__RECORDS PROVIDED__

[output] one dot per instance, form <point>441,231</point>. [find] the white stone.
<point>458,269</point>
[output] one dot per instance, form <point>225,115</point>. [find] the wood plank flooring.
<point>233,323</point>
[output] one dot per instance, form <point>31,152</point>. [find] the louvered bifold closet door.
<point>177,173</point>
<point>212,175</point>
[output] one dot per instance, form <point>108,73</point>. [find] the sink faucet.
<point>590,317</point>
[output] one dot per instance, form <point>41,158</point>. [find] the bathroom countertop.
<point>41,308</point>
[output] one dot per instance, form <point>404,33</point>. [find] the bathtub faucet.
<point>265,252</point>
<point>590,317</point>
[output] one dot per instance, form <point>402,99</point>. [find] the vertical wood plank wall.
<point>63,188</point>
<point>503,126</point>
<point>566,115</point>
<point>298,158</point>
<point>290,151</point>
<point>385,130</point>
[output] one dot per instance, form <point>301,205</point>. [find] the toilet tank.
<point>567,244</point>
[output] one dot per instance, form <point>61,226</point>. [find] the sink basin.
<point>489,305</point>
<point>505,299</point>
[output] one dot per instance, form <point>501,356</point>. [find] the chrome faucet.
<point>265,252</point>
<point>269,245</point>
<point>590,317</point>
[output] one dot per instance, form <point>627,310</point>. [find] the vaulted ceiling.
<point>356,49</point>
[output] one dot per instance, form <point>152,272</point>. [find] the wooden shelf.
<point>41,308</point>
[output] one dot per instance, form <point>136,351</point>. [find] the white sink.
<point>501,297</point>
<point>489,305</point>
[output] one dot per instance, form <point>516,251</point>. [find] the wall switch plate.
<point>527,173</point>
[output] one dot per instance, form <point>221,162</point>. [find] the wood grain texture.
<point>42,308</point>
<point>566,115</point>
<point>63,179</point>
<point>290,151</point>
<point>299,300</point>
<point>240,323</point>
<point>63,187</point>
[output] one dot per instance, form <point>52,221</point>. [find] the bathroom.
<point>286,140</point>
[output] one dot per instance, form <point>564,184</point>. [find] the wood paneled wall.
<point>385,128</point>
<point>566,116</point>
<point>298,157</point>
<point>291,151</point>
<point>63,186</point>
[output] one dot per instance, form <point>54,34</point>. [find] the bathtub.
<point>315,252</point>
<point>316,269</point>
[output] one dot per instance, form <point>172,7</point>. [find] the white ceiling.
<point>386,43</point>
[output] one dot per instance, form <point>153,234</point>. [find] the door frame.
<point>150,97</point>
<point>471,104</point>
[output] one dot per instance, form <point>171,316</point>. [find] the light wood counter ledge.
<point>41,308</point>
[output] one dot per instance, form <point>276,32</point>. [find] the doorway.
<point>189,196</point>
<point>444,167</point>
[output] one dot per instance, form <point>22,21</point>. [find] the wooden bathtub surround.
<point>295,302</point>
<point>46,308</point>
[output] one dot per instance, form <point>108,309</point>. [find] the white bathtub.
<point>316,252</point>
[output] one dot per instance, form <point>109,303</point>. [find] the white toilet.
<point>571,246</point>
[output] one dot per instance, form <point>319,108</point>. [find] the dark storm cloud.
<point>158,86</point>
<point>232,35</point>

__ASSIGNMENT__
Please write out, exactly as they appear, the line that contains "[output] one dot per instance, form <point>52,221</point>." and every line after it up to the end of the entries above, and no others.

__RESPONSE__
[output] one dot per instance, form <point>52,221</point>. [find] the bathroom.
<point>286,140</point>
[output] one dot per instance, form <point>564,184</point>. [find] the wood paneled wall.
<point>385,128</point>
<point>566,116</point>
<point>298,157</point>
<point>291,151</point>
<point>63,186</point>
[output] one dot per instance, form <point>54,34</point>. [find] the bathtub.
<point>315,252</point>
<point>316,269</point>
[output] one dot per instance, form <point>172,7</point>. [find] the white ceiling.
<point>386,43</point>
[output] one dot per instance, form <point>153,234</point>. [find] the door frame.
<point>150,97</point>
<point>471,104</point>
[output] one dot per instance, form <point>171,316</point>. [find] the light wood counter ledge.
<point>41,308</point>
[output] one dot per instance, form <point>276,32</point>. [find] the doorway.
<point>189,196</point>
<point>444,167</point>
[output] one dot per instance, form <point>22,21</point>. [find] the wooden bathtub surround.
<point>295,302</point>
<point>46,308</point>
[output] one dot per instance, form <point>108,309</point>. [find] the white bathtub.
<point>316,252</point>
[output] one dot per instance, form <point>109,303</point>. [find] the white toilet.
<point>571,246</point>
[output] one dot per instance, form <point>319,108</point>. [find] the dark storm cloud.
<point>158,86</point>
<point>232,35</point>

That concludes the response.